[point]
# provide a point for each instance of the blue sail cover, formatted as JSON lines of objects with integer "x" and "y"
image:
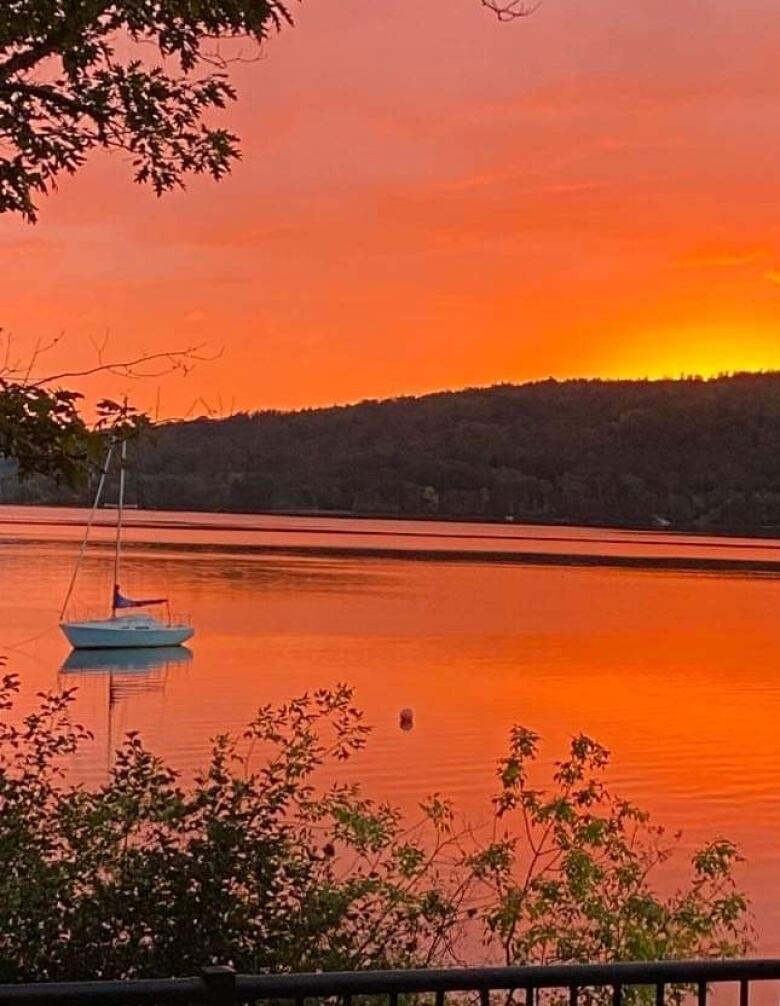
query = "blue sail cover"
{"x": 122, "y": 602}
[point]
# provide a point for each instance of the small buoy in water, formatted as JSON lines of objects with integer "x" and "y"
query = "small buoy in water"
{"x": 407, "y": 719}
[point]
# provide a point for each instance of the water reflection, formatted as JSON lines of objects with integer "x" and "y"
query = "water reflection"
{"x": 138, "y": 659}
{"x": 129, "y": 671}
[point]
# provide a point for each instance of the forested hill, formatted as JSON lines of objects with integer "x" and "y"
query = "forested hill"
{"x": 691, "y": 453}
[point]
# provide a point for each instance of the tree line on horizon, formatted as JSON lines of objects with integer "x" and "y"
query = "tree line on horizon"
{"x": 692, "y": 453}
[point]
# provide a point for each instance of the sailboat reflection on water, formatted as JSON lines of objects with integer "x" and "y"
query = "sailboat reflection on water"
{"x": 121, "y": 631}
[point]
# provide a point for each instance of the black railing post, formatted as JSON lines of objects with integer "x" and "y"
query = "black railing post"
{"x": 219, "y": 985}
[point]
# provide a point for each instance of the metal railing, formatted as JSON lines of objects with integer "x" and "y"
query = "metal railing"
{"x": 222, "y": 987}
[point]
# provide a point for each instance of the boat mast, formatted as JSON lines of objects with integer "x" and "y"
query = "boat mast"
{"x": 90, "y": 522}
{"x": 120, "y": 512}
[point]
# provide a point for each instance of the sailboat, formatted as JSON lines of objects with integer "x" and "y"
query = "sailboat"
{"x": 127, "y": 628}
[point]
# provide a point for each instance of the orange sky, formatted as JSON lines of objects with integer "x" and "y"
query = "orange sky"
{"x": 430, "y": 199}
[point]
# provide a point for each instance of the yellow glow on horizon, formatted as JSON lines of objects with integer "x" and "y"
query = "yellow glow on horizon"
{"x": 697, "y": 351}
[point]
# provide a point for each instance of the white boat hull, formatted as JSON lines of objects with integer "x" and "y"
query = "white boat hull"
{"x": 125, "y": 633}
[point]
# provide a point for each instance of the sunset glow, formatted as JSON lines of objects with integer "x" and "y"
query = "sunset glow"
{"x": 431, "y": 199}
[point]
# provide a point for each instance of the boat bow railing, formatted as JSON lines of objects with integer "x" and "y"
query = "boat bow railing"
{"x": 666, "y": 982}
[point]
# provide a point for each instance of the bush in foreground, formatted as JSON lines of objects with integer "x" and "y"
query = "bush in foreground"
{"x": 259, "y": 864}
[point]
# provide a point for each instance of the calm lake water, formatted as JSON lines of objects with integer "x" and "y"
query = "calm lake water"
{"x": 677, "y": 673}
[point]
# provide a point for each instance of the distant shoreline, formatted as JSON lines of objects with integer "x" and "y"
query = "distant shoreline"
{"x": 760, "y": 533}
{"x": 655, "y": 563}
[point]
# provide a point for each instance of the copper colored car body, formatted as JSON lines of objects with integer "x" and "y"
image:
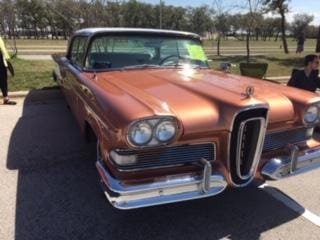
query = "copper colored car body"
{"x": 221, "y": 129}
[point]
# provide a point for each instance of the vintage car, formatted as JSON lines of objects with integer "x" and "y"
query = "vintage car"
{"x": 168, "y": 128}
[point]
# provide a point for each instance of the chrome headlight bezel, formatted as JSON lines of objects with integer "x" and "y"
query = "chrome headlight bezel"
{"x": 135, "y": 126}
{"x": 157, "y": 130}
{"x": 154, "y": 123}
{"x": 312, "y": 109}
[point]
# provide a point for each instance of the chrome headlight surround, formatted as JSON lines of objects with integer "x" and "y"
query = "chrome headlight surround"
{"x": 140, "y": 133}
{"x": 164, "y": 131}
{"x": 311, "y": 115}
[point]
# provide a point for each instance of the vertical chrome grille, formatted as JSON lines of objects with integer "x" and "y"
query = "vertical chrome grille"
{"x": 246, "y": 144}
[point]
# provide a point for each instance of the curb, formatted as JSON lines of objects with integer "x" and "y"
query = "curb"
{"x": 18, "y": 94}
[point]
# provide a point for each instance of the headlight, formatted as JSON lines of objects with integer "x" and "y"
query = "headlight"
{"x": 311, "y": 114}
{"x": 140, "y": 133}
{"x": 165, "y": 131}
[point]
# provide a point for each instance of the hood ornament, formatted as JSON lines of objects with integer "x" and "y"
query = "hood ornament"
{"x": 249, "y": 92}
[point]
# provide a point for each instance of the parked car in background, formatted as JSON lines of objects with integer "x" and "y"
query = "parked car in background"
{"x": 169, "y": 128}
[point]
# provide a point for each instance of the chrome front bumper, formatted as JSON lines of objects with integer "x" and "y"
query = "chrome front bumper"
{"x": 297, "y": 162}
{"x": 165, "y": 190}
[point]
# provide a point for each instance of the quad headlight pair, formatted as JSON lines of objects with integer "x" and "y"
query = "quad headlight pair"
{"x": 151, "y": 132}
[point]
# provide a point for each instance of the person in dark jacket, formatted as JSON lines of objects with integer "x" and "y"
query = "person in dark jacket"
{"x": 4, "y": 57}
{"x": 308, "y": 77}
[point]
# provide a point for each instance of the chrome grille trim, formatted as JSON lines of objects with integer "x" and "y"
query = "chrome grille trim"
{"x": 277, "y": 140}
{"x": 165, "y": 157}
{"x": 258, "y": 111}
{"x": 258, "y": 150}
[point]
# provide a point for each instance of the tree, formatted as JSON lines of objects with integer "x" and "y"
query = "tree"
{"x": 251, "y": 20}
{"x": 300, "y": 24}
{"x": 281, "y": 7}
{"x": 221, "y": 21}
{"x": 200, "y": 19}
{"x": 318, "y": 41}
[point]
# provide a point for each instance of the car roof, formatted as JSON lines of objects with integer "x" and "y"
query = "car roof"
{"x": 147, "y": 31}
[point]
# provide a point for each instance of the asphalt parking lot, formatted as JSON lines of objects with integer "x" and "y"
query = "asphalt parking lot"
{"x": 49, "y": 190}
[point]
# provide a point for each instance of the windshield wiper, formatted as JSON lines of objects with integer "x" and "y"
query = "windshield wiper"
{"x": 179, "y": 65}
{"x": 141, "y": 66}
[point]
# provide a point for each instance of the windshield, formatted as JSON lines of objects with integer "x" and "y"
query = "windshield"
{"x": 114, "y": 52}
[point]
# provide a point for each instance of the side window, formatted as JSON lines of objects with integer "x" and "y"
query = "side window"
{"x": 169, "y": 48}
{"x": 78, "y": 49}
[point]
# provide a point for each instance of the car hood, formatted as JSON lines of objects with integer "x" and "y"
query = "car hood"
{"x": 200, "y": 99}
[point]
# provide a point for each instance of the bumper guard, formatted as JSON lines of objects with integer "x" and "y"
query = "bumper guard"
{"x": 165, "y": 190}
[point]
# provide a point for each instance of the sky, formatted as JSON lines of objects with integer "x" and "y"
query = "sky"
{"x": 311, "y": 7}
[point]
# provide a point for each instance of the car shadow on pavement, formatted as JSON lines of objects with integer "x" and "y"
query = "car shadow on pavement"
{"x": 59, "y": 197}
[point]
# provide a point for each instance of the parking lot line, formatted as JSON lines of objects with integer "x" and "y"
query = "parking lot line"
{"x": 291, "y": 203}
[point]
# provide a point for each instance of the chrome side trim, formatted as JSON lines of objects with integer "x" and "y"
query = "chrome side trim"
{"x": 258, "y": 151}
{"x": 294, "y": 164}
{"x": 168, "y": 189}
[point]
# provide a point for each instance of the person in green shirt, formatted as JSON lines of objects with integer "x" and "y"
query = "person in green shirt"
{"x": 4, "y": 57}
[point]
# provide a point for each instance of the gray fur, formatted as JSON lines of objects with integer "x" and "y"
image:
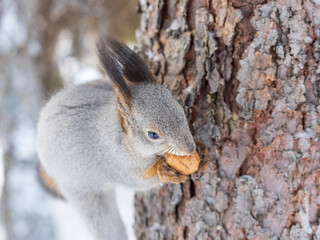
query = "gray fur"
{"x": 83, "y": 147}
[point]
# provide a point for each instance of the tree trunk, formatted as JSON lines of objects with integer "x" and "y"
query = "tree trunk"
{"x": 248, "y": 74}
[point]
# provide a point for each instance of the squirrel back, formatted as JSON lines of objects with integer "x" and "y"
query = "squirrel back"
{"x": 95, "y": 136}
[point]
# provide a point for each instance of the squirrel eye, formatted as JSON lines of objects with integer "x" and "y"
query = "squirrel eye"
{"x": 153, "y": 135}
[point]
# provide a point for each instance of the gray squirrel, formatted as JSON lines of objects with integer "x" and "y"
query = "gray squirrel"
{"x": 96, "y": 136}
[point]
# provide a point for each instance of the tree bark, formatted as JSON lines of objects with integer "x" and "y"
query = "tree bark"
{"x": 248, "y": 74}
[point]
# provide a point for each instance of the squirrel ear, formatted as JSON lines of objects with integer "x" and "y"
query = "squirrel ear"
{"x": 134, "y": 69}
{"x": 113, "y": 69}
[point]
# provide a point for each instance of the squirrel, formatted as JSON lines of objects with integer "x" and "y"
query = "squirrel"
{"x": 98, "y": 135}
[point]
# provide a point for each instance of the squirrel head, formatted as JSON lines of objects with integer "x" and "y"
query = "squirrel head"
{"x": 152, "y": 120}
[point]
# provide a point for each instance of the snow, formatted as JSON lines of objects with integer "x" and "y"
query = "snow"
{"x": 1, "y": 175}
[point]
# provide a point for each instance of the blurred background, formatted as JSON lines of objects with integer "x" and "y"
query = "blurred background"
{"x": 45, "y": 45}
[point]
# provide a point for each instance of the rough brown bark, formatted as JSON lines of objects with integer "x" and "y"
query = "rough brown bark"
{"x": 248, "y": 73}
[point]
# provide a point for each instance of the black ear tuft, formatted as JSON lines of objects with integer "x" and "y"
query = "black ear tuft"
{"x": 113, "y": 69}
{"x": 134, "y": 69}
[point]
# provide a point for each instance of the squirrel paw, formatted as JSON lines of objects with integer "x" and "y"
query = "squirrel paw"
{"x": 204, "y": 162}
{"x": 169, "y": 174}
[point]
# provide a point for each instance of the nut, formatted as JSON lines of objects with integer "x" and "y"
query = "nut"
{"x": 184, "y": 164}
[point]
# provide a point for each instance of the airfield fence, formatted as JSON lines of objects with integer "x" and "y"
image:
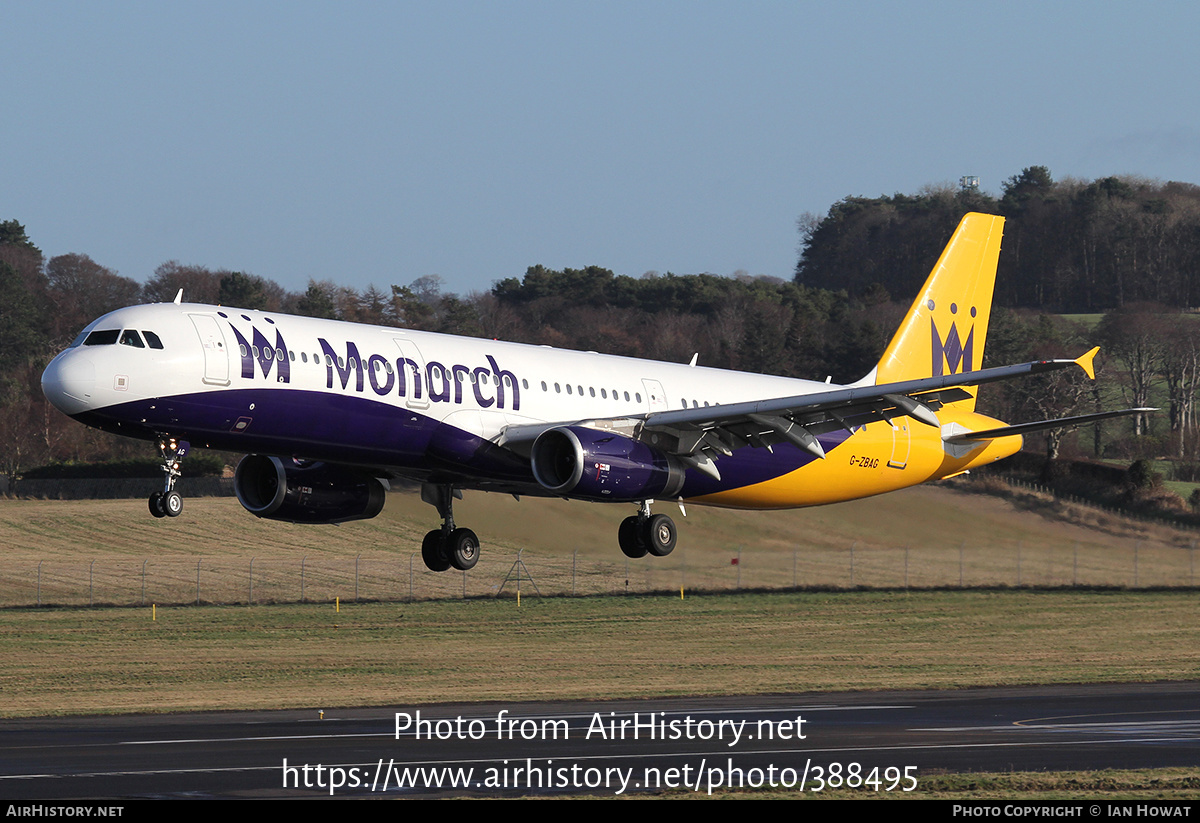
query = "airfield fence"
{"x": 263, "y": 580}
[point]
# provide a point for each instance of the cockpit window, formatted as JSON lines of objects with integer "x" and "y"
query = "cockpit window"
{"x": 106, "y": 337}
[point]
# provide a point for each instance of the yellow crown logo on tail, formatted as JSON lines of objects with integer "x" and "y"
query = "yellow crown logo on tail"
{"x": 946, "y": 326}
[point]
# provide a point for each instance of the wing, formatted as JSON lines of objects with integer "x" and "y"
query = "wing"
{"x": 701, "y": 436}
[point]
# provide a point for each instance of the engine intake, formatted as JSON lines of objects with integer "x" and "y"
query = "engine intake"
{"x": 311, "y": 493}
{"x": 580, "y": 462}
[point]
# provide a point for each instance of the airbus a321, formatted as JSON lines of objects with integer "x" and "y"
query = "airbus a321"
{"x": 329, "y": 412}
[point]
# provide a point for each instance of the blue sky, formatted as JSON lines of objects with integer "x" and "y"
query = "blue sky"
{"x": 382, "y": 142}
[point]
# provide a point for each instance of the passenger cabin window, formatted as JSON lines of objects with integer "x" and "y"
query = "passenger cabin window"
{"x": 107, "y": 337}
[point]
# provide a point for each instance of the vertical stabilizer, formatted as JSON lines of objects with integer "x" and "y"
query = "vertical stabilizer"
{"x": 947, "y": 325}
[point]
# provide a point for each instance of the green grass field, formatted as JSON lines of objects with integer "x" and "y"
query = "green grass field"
::::::::
THE PROBLEM
Locate every line in the listing above that contains the word "post" and copy each one. Case counts.

FULL OUTPUT
# provide a point for each instance of the black railing post, formatted as JSON lines of objects with integer "x" and "y"
query = "black railing post"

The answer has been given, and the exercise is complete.